---------- Supplied material

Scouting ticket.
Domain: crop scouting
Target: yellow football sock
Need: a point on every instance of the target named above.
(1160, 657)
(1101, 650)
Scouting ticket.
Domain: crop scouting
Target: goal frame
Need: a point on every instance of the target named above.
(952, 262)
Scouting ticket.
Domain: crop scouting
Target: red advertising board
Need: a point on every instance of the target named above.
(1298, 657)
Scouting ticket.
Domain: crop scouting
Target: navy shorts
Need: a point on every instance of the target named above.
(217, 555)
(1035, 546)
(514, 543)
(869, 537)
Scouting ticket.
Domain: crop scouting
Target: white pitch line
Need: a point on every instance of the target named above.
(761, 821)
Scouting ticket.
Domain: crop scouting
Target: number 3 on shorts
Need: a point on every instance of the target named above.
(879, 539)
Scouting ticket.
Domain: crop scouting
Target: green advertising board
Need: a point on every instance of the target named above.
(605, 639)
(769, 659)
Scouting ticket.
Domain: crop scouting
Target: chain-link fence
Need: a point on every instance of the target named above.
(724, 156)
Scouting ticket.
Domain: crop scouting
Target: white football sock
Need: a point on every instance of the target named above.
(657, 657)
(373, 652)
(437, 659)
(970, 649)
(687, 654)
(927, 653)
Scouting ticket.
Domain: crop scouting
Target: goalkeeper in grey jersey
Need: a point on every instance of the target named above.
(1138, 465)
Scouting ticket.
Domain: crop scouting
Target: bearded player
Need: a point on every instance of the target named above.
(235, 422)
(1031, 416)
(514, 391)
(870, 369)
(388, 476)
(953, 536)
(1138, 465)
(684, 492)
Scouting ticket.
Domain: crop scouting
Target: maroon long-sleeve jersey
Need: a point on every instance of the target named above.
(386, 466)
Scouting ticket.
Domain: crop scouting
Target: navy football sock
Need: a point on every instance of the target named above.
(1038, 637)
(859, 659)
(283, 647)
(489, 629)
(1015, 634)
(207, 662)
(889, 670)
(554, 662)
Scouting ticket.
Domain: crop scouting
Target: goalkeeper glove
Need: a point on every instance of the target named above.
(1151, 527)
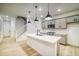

--------------------

**Prompt**
Rewrite the part of the records that runs from their start through the line containing "(1101, 650)", keeping every line and shifting each coordinate in the answers up by 122.

**Task result**
Scouting ticket.
Domain: crop scouting
Target: yellow football sock
Need: a point on every instance of the target named above.
(1282, 779)
(1223, 772)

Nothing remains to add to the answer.